WHAT IS BEING ASKED - Nothing but the lines from the one containing "Annotation guideline: every instance of the beige" to the end of the data should be returned, each exactly as written.

— Start of DATA ENTRIES —

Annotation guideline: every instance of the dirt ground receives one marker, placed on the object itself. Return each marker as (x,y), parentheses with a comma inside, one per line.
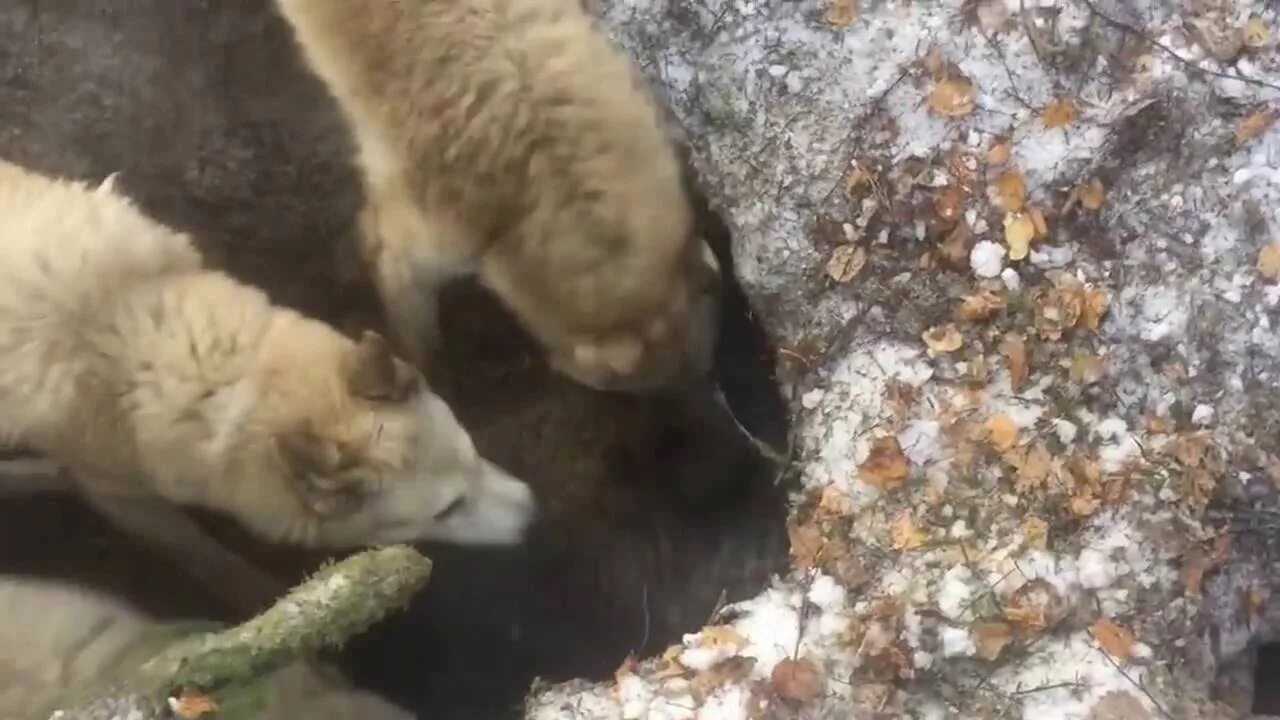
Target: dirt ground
(658,509)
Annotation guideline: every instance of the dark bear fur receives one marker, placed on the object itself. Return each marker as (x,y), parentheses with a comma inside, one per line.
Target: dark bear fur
(657,509)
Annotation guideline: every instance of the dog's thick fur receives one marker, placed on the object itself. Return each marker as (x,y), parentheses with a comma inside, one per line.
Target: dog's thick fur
(158,382)
(511,137)
(58,638)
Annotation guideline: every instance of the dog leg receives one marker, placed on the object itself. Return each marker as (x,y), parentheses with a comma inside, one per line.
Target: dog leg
(411,256)
(170,531)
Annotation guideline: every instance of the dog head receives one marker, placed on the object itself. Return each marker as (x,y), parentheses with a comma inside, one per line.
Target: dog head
(370,455)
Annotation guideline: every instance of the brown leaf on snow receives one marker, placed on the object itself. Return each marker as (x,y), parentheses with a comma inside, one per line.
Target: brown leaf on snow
(991,638)
(958,244)
(721,637)
(846,261)
(1019,232)
(942,338)
(1038,222)
(670,664)
(1115,641)
(1093,195)
(192,705)
(835,502)
(1034,606)
(949,203)
(1269,261)
(886,466)
(1057,310)
(807,542)
(1255,124)
(856,177)
(1014,349)
(1087,368)
(1036,532)
(1194,565)
(1059,114)
(730,670)
(979,306)
(1096,305)
(1033,465)
(952,98)
(904,533)
(1253,604)
(798,680)
(999,153)
(1256,33)
(841,13)
(1001,432)
(1009,192)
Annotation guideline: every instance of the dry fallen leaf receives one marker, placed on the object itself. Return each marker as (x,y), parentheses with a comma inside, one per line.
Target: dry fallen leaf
(670,664)
(846,261)
(1057,114)
(1257,123)
(841,13)
(1269,261)
(807,543)
(1036,532)
(999,153)
(1038,222)
(730,670)
(1194,565)
(1010,192)
(949,203)
(856,177)
(885,466)
(1093,195)
(1059,309)
(1253,602)
(979,306)
(1115,641)
(1087,368)
(991,638)
(1256,33)
(1096,305)
(955,247)
(796,679)
(1001,432)
(904,533)
(721,637)
(952,98)
(1033,464)
(1019,232)
(1014,349)
(191,705)
(942,338)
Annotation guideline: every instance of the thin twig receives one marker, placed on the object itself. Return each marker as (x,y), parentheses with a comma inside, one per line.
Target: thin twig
(1125,27)
(1137,684)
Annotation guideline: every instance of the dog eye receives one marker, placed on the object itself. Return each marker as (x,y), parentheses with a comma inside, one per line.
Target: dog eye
(452,507)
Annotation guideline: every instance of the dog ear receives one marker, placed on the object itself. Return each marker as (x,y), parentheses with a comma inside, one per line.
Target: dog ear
(374,373)
(707,270)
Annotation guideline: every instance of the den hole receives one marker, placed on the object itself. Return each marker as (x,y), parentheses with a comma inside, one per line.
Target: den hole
(1266,680)
(658,510)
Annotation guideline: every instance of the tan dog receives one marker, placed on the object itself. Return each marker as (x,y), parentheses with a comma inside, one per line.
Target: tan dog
(158,382)
(56,638)
(512,139)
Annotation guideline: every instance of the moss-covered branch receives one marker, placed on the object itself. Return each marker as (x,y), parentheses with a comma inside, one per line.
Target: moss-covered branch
(337,604)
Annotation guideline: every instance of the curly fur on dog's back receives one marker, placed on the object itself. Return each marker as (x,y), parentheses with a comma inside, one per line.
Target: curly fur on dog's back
(513,137)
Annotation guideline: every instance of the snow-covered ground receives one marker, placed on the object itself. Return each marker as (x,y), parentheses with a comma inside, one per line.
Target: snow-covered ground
(1020,261)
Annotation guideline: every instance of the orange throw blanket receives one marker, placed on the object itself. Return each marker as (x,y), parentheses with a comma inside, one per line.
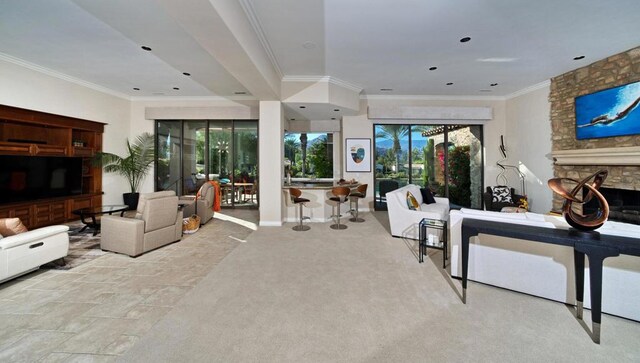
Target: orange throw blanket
(218,195)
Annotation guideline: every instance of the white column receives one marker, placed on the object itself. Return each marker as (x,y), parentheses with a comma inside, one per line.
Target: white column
(271,133)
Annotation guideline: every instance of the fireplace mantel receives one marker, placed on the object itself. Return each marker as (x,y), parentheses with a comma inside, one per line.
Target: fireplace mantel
(603,156)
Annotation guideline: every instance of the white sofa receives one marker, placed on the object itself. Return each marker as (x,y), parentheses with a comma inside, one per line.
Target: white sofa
(542,269)
(404,221)
(26,251)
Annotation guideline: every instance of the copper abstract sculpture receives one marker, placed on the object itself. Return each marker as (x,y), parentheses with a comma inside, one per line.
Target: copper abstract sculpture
(583,222)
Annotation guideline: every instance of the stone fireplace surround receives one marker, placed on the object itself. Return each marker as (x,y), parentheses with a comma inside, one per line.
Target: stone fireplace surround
(577,159)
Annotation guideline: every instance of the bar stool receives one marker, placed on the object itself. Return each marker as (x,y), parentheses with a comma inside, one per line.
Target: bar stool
(295,198)
(340,196)
(360,193)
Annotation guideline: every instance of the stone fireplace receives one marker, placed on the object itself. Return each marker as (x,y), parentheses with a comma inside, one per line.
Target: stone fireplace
(577,159)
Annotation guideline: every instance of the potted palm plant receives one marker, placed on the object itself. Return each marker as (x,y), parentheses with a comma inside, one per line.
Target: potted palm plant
(134,166)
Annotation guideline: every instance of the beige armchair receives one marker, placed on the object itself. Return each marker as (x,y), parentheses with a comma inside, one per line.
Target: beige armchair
(203,206)
(157,223)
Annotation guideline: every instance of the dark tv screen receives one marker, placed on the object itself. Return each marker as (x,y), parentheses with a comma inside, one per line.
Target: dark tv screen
(25,178)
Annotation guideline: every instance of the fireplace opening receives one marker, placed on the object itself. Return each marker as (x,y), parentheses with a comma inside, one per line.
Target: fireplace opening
(624,204)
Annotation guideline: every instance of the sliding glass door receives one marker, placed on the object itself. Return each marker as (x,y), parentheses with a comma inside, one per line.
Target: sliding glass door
(446,158)
(192,152)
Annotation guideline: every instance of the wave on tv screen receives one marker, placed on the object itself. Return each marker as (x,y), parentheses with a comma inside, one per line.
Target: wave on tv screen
(608,113)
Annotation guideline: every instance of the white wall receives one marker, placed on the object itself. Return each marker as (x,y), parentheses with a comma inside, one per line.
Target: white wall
(26,88)
(206,108)
(528,144)
(361,127)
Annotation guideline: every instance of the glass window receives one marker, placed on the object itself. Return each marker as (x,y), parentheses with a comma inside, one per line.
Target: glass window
(191,152)
(168,136)
(446,158)
(310,155)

— End of DATA ENTRIES —

TASK OUTPUT -
Annotation guideline: every instance of the beige armchair receives one marker, placed on the object itself. Return each marker as (x,y), parentheses with a comma inside, one per line.
Target: beige armchair
(203,206)
(157,223)
Annotation guideline: every instance of the dark tv screen receives one marker, placed on the object itself. Return each marker as (x,y), parentheses with a comma inside, one per line.
Target: dark tv screen
(25,178)
Annotation guideline: every instance of the fireplace opening receives one marker, placed on the object itself. Return each marker as (x,y), parentheses with a comma inside, one per line.
Target: fireplace opening
(624,204)
Annotation guideline: every instance of the sliding glass door receives one marker, placed on the object itself. Return each marker as (x,y), parentheses with a comma inside, one per line.
Target: sliding glass door
(446,158)
(192,152)
Annotation guideline: every instance of the wave on tv screen receives one marker, placed on the object itself. Return each marker as (x,y), parentheses with a comma inside, one per line.
Target: wave on tv screen
(608,113)
Annotation guideline: every instance of the white wall receives one marker, placed on the object itself. Return each marker as (x,y), parentheses with a comma inside, one per line.
Target: white wall
(26,88)
(206,108)
(528,144)
(361,127)
Annotation guideline: every instance of the glass window receives one marker, placed on the object itself. Return each marker as (x,y), parentheses with a comma inside, one per line.
Target: glass window
(191,152)
(168,136)
(446,158)
(310,155)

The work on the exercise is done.